- Dataset entries
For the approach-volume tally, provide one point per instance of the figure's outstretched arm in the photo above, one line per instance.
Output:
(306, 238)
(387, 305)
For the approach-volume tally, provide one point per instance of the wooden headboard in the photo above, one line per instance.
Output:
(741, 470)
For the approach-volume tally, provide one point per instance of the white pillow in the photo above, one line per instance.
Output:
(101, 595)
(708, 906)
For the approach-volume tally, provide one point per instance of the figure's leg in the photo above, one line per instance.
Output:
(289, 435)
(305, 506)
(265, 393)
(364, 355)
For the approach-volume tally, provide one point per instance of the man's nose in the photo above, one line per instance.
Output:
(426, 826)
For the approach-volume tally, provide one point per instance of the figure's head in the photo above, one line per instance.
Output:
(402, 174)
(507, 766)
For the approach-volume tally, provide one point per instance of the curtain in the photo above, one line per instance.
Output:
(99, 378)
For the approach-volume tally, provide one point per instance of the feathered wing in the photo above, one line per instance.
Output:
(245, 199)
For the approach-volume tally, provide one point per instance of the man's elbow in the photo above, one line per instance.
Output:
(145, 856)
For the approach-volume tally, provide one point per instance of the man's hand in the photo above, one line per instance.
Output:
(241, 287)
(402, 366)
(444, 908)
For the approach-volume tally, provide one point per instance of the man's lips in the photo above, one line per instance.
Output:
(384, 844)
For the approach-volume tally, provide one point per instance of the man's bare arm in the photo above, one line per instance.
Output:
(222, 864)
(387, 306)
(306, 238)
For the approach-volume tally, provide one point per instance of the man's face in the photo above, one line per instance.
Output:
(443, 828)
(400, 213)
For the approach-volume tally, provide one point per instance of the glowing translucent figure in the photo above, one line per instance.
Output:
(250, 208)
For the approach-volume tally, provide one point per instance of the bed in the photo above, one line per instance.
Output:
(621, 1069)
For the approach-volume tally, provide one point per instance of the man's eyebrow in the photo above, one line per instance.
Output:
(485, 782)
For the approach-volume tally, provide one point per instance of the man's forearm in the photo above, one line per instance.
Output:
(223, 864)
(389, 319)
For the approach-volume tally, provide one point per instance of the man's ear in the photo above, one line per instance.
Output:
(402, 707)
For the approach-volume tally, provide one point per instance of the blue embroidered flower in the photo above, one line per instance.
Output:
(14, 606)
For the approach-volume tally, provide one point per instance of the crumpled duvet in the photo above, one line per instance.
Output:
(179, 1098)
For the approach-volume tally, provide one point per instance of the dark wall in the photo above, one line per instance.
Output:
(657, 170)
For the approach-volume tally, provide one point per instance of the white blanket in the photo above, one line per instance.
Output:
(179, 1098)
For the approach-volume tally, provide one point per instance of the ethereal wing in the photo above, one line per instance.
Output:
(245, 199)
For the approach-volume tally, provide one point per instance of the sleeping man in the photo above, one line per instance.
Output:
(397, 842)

==

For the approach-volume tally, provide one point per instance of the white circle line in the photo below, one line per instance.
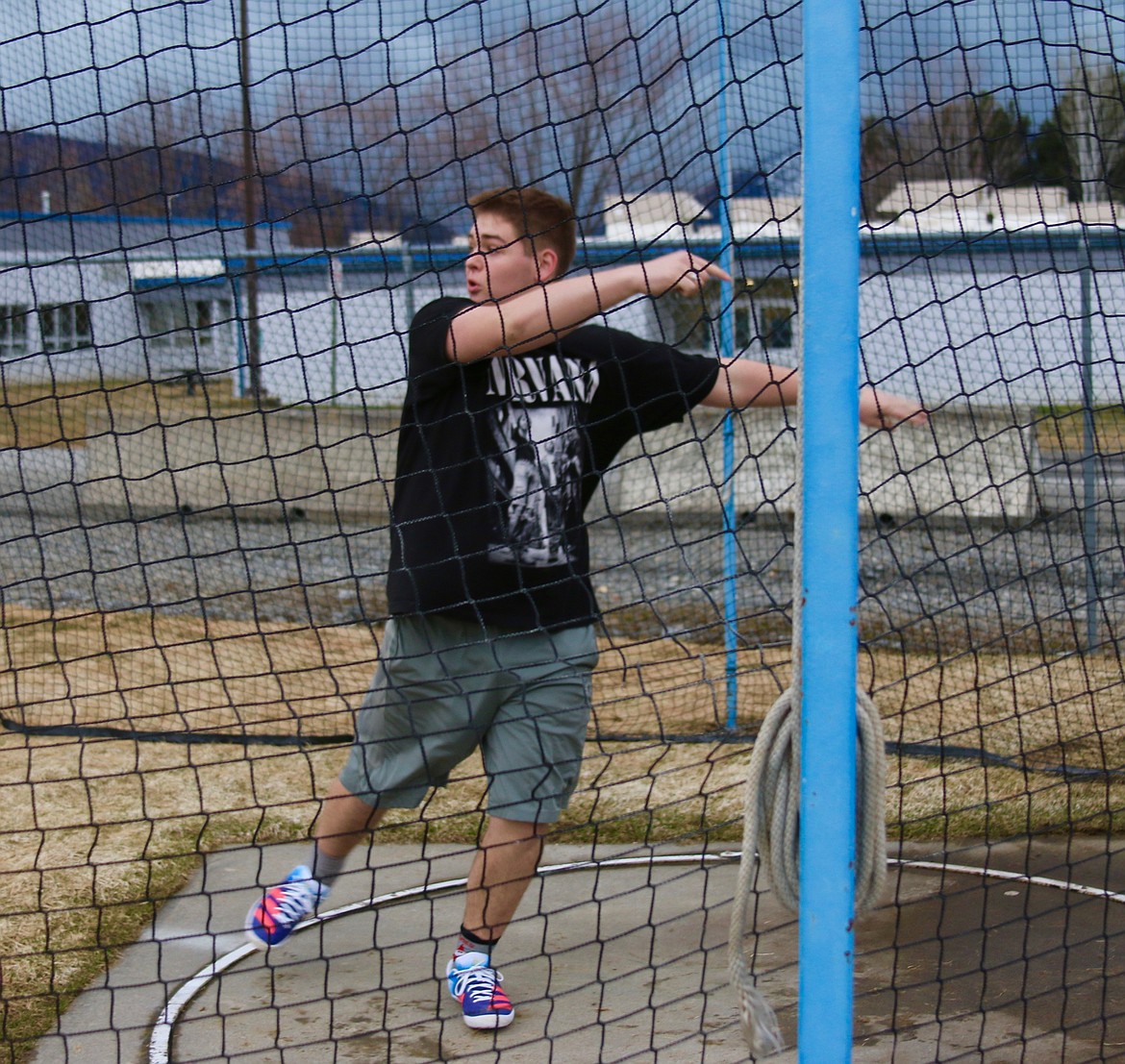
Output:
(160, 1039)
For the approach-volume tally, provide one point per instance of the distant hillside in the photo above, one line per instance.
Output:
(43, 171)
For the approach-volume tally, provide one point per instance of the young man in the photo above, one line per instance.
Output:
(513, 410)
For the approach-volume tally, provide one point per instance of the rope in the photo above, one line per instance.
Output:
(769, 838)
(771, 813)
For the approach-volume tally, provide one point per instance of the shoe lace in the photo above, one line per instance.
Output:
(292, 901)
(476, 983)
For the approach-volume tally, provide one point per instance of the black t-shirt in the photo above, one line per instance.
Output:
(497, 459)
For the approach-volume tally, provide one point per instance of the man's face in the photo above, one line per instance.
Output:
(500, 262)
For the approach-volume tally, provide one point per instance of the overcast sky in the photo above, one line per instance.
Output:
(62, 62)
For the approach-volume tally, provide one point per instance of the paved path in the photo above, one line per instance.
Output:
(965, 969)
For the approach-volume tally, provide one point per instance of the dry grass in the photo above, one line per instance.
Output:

* * *

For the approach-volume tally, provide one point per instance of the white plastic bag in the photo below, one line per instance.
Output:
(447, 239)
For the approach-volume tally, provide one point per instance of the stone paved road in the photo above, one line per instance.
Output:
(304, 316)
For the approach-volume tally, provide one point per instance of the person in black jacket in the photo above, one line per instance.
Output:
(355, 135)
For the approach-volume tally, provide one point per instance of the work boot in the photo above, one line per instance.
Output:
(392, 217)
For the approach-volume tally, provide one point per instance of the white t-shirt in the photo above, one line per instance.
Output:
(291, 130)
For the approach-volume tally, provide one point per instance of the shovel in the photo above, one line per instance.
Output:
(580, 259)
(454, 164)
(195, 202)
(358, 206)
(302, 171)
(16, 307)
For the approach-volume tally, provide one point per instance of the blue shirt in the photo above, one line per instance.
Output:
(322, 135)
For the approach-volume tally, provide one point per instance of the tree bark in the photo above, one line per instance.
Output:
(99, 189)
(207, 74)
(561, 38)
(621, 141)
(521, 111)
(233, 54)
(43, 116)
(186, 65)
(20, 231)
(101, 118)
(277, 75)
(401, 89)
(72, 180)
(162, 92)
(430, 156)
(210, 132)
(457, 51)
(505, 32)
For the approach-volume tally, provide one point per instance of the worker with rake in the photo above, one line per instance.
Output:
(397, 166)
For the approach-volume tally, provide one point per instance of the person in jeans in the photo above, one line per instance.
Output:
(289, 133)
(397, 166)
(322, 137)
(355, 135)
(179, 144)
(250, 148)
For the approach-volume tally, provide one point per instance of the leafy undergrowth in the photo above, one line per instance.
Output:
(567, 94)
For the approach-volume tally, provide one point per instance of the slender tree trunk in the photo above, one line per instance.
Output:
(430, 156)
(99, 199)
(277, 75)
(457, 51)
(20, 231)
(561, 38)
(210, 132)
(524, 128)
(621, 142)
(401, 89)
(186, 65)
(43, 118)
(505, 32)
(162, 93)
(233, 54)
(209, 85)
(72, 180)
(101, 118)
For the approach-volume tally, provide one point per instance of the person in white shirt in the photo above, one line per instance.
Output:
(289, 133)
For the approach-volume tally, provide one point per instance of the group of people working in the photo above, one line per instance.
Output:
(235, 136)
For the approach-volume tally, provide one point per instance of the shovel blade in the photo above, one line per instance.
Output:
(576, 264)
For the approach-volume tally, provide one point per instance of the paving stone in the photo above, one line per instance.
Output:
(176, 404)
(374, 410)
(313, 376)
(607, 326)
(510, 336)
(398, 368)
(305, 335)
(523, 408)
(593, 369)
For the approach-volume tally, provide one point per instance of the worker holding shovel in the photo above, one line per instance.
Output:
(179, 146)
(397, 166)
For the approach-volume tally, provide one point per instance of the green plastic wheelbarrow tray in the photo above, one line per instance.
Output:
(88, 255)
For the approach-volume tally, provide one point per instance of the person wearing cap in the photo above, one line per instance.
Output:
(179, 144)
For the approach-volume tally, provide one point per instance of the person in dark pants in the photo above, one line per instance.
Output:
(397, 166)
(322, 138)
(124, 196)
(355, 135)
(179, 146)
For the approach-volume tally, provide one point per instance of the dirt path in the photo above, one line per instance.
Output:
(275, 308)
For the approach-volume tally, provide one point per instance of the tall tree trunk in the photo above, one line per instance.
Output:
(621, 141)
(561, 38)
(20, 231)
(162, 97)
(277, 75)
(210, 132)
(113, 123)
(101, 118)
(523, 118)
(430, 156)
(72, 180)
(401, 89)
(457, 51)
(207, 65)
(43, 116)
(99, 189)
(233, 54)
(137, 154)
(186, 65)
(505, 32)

- What to produce
Go through the records above and return each line in which the word "plastic" occurs.

- Answer to this task
For the approach-volume tally, provide one point per instance of the white plastic bag in the photo below, one line per instance.
For the approach-volume tally, provide one point per instance of the green plastic wheelbarrow tray in the photo above, one line per instance.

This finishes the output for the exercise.